> OBJECTIVE: Write each record again exactly as it stands.

── PROVIDED DATA

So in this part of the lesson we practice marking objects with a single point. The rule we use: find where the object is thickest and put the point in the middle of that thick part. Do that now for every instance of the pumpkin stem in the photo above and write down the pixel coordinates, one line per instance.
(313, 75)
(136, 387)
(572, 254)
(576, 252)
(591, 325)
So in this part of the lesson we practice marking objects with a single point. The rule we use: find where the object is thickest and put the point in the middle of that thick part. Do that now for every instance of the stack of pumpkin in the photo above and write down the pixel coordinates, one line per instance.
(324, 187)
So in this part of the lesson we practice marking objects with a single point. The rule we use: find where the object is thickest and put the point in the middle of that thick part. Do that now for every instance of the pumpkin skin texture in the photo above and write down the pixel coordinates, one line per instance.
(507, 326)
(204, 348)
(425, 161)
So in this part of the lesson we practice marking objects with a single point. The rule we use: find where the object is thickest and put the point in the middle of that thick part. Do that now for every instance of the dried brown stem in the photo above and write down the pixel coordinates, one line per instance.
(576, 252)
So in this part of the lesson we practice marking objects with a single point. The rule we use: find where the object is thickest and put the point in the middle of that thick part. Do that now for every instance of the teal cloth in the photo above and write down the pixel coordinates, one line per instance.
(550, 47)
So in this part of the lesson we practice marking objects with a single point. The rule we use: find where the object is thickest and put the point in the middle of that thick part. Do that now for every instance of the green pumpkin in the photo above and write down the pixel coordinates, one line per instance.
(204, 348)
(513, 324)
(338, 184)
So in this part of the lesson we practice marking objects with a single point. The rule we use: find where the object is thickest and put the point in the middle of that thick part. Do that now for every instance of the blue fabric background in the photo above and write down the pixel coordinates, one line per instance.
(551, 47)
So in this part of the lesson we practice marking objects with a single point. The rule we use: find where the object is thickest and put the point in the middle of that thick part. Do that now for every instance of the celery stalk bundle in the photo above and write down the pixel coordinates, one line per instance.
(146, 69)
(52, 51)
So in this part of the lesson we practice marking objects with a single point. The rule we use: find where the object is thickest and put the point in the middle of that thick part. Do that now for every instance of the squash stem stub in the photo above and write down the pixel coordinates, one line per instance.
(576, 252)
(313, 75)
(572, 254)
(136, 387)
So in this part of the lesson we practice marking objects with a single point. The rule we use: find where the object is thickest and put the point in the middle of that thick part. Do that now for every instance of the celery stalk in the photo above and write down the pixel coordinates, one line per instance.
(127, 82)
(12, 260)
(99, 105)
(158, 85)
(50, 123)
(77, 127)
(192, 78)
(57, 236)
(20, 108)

────

> REPLY:
So in this part of the lesson we practice marking objects with a single point. The rule we use: find where the object is thickest and put the point in the middle of that thick part. Do that now for every instance of the pumpkin stem in the photo above and write down the pixel coordinates, one line per instance.
(313, 75)
(136, 387)
(572, 254)
(576, 252)
(591, 325)
So in this part of the lesson we practice marking objects with a single point. The rule we use: find where the object is thickest and put the point in the middle of that thick part. Do that now for every instance of the stack of pumpkin in the photo above and write down the pixel coordinates, one line per instance.
(324, 187)
So in this part of the lesson we practice marking objects with a single point. The rule we use: find where the object is thickest and put the point in the middle of that thick part. Do that now for every instance of the pumpkin skin texture in the photo above and write down the pixel coordinates, one line per instance.
(507, 326)
(204, 348)
(425, 161)
So in this part of the lesson we practice marking objects with a single point. The rule we use: find where the object is thickest and put the point in the middle of that thick part. Do that now for every instance of the dried brown stem in the photo above and write down the pixel coordinates, one line per instance.
(576, 252)
So in this part of the lesson we practice marking objects with a single point. The rule we use: find where the object is thickest and put the point in the middle of that thick part. Do that now for every instance of the teal cloth in the photo above and write down the pixel coordinates, one line per instance.
(550, 47)
So in this part of the lesson we practice marking objects with a single point. The rule we use: find where the object is thickest and put the point in the middle of that thick part. Do that now for every instance of the green pumpkin in the photo above and write down the pixel coordinates, one line per instance.
(204, 348)
(513, 324)
(338, 184)
So in this part of the lesson we practice marking objects with a single point. The rule we use: find where the object is thickest and put the point in the middle of that thick part. Do that now for every instance of the blue fabric background in the photo above and write down the pixel coordinates, one line per instance.
(551, 47)
So in this part of the lesson we practice marking objects with a single point. The rule we use: find where the object is thickest and put the point in the middle of that thick part. Do that now for every instance of the celery stalk bundle in the photo above and write down the pixel coordinates, one line per instance.
(146, 69)
(52, 51)
So in this part of the lesson we practice marking objects with a single point. The rule we use: find where the object is thickest and put the point in the middle of that thick part. Do that now for every instance of the squash stem stub in the photo above and write down the pixel coordinates, one line per instance.
(576, 252)
(313, 75)
(572, 254)
(136, 387)
So in this part of the lesson we practice marking objects with a single point. The rule we use: find where the object is thickest and put the point in the middle of that thick part. Do that now for every instance of the celery stalk in the photo above and write down the pixel coordinates, one line per instance.
(127, 82)
(12, 260)
(99, 105)
(158, 85)
(50, 123)
(77, 127)
(192, 78)
(57, 236)
(20, 108)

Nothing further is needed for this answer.